- [Text under study]
※ ※ ※

The kidneys filter waste from the blood and maintain the right balance of fluid in the body. They also play an important role in regulating blood pressure. In general, people with impaired kidney function are advised to eat a diet that supports healthy blood pressure and good blood sugar control. This means avoiding foods high in salt, sugar and trans fats. It may also be important to avoid excessive protein consumption and foods high in potassium and phosphorus. Specific dietary restrictions should be discussed with your doctor since individual requirements vary.
Processed and Fast Food
Processed and fast foods are often high in salt, sugar and unhealthy fats. Avoiding these is a good idea for anyone with kidney problems. This includes snack foods like chips, crackers and cookies as well as prepackaged frozen meals, canned soups and other convenience foods. Even foods that may seem healthy -- like canned vegetables and fruits -- may be high in salt or sugar. Low-sodium canned or frozen vegetables and fruits packed without added sugar are a good option when fresh produce is not available.
Too Much Protein
You may need to limit the amount of protein you eat since excessive protein intake can make kidney problems worse. The National Kidney Disease Education Program advised in June 2014 that people with chronic kidney disease limit daily protein consumption to roughly 0.36 to 0.45 g per pound of body weight. This moderate approach to protein consumption provides approximately 54 to 67.5 g of protein daily for a 150-pound person and allows for a modest serving of protein with each meal.

※ ※ ※

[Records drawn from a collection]
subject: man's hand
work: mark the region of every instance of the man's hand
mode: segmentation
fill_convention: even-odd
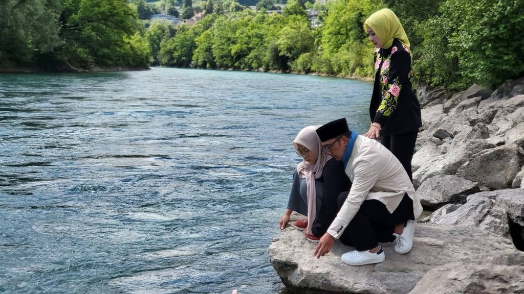
[[[324,234],[324,235],[320,238],[319,244],[315,248],[315,252],[313,253],[313,256],[316,256],[316,258],[320,258],[321,256],[323,256],[328,254],[331,250],[333,244],[335,242],[335,238],[328,233]]]

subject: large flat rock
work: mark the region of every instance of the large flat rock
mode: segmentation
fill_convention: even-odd
[[[288,226],[269,246],[271,264],[291,293],[408,293],[429,270],[486,254],[518,252],[510,240],[474,226],[417,224],[413,248],[398,254],[384,243],[386,261],[375,265],[346,265],[341,256],[353,247],[335,241],[318,259],[316,244]]]

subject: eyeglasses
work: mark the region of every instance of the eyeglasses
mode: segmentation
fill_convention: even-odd
[[[336,143],[342,138],[342,137],[339,137],[339,139],[335,140],[335,141],[332,143],[331,144],[328,144],[328,145],[325,145],[324,146],[322,146],[322,149],[324,149],[324,150],[325,151],[325,152],[331,152],[331,147],[333,146],[333,145],[335,143]]]
[[[296,153],[298,156],[305,157],[308,156],[308,154],[309,154],[309,150],[308,149],[304,149],[303,150],[298,149]]]

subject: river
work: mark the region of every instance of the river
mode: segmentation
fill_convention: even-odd
[[[278,293],[309,125],[365,131],[372,85],[152,68],[0,75],[0,292]]]

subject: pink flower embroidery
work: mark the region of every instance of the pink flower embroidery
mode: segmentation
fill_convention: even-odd
[[[382,64],[382,70],[384,71],[388,67],[389,67],[389,61],[386,60],[384,61],[384,63]]]
[[[376,70],[377,69],[378,69],[378,66],[379,66],[380,65],[380,59],[377,58],[377,61],[375,62],[375,69]]]
[[[393,96],[398,97],[398,94],[400,94],[400,88],[396,85],[391,85],[389,87],[389,92]]]

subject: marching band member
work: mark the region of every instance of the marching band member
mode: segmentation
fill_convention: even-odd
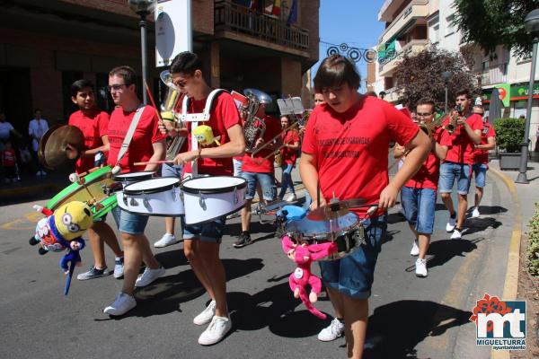
[[[109,121],[110,152],[108,164],[119,165],[125,172],[137,171],[156,171],[156,164],[146,167],[135,166],[137,162],[163,160],[165,153],[165,136],[158,127],[155,109],[146,106],[141,109],[142,116],[135,129],[129,147],[119,163],[118,157],[124,138],[135,117],[137,110],[142,106],[137,96],[137,74],[129,66],[115,67],[109,73],[109,86],[112,100],[117,108],[112,111]],[[116,300],[103,311],[110,315],[122,315],[135,308],[137,301],[133,296],[135,287],[148,285],[155,279],[163,276],[164,268],[155,260],[150,242],[144,234],[147,215],[130,214],[115,207],[112,210],[114,220],[119,230],[124,248],[124,283],[121,292]],[[143,275],[137,278],[140,263],[144,261],[146,267]]]
[[[435,104],[429,99],[421,99],[417,103],[416,116],[423,125],[429,126],[434,120]],[[429,250],[430,235],[434,231],[436,191],[439,177],[440,160],[447,154],[451,144],[449,134],[441,127],[431,128],[432,149],[420,171],[401,189],[401,198],[404,215],[414,234],[414,241],[410,254],[419,256],[416,260],[416,276],[428,276],[425,256]],[[402,156],[405,149],[395,145],[395,156]]]
[[[81,153],[72,146],[66,150],[67,157],[78,159],[75,163],[75,171],[84,173],[93,166],[93,158],[100,152],[109,151],[109,114],[99,109],[95,103],[93,83],[89,80],[77,80],[71,85],[71,101],[78,108],[69,117],[68,124],[78,127],[84,136],[84,150]],[[114,277],[123,277],[123,252],[118,243],[118,239],[112,228],[105,222],[107,216],[94,221],[88,229],[90,246],[93,253],[93,266],[89,271],[76,276],[78,280],[99,278],[109,276],[105,261],[104,243],[112,250],[116,256],[114,259]]]
[[[341,259],[320,263],[336,318],[318,338],[333,340],[344,331],[349,358],[360,358],[363,354],[367,298],[386,232],[384,210],[394,205],[399,189],[430,149],[428,136],[410,118],[384,101],[359,94],[359,82],[354,65],[346,57],[333,55],[322,62],[314,88],[326,103],[316,107],[309,118],[300,160],[301,178],[314,198],[313,208],[326,205],[333,197],[340,200],[360,197],[378,206],[368,215],[367,208],[354,210],[364,221],[364,244]],[[389,181],[388,144],[392,140],[405,145],[410,153]]]
[[[462,109],[462,115],[454,111],[451,117],[457,118],[455,128],[451,136],[451,146],[446,160],[440,165],[438,190],[446,208],[449,211],[449,221],[446,225],[447,232],[453,232],[452,240],[460,240],[466,211],[468,210],[468,192],[473,165],[473,146],[481,143],[481,132],[483,128],[481,116],[472,113],[472,97],[467,90],[456,92],[455,100]],[[456,180],[458,196],[458,217],[453,206],[451,192]],[[456,225],[455,225],[456,224]]]
[[[172,83],[190,98],[188,111],[201,113],[211,89],[204,80],[199,57],[192,52],[179,54],[172,60],[170,72]],[[210,118],[204,124],[212,128],[214,137],[219,137],[220,145],[199,144],[198,150],[178,154],[174,163],[185,165],[185,172],[191,173],[191,162],[196,161],[199,174],[231,176],[232,157],[243,153],[245,140],[238,110],[230,94],[221,92],[215,99]],[[166,131],[164,126],[161,125],[163,132]],[[178,135],[187,136],[189,148],[192,149],[190,131],[190,123],[188,123],[187,131],[180,131]],[[199,337],[199,343],[203,346],[219,342],[232,328],[226,306],[226,277],[219,258],[225,221],[226,217],[223,216],[202,224],[186,225],[183,231],[185,257],[211,298],[209,305],[193,320],[197,325],[209,323]]]
[[[256,117],[261,121],[264,122],[266,130],[261,137],[256,140],[254,149],[262,144],[267,144],[280,133],[280,125],[277,118],[272,116],[266,115],[266,105],[261,103],[256,113]],[[251,205],[256,192],[257,187],[260,185],[262,192],[261,202],[268,204],[275,199],[277,188],[275,187],[275,169],[273,162],[275,162],[274,152],[278,147],[280,140],[277,144],[267,145],[264,149],[259,151],[256,155],[246,153],[242,161],[242,178],[247,180],[247,192],[245,193],[245,206],[242,208],[242,232],[238,240],[234,242],[234,248],[242,248],[251,244]],[[265,158],[267,157],[268,158]],[[260,194],[259,194],[260,197]]]

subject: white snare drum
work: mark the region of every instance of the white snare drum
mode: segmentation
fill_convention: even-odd
[[[118,206],[128,212],[174,217],[185,214],[181,193],[180,179],[160,177],[128,185],[116,196]]]
[[[121,182],[123,188],[131,183],[139,182],[141,180],[151,180],[154,178],[153,171],[140,171],[137,172],[120,173],[114,175],[112,179],[118,182]]]
[[[240,177],[199,177],[181,183],[185,223],[201,223],[231,215],[245,204],[247,181]]]

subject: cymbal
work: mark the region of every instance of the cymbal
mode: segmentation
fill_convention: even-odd
[[[342,217],[350,213],[350,208],[372,206],[365,203],[365,199],[352,198],[345,201],[340,201],[339,198],[333,198],[327,206],[316,208],[307,214],[307,218],[311,221],[331,221]]]
[[[43,135],[38,155],[41,164],[49,170],[71,168],[75,160],[66,155],[67,144],[79,153],[84,149],[84,136],[79,128],[69,125],[56,125]]]

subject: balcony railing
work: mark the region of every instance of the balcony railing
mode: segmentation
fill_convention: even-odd
[[[216,31],[232,31],[302,50],[309,48],[306,29],[287,25],[282,20],[225,0],[216,0],[215,4]]]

※ ※ ※

- [Activity 1] Which snack foods does the kidney-diet text give as examples of processed food to avoid?
- [Activity 2]
Answer these from the kidney-diet text.
(a) According to the opening sentence, what two things do the kidneys do?
(b) Which organization issued the protein advice in June 2014?
(c) What daily protein range per pound of body weight did that advice give?

- [Exercise result 1] Chips, crackers and cookies.

- [Exercise result 2]
(a) They filter waste from the blood and maintain the right balance of fluid in the body.
(b) The National Kidney Disease Education Program.
(c) Roughly 0.36 to 0.45 g per pound of body weight.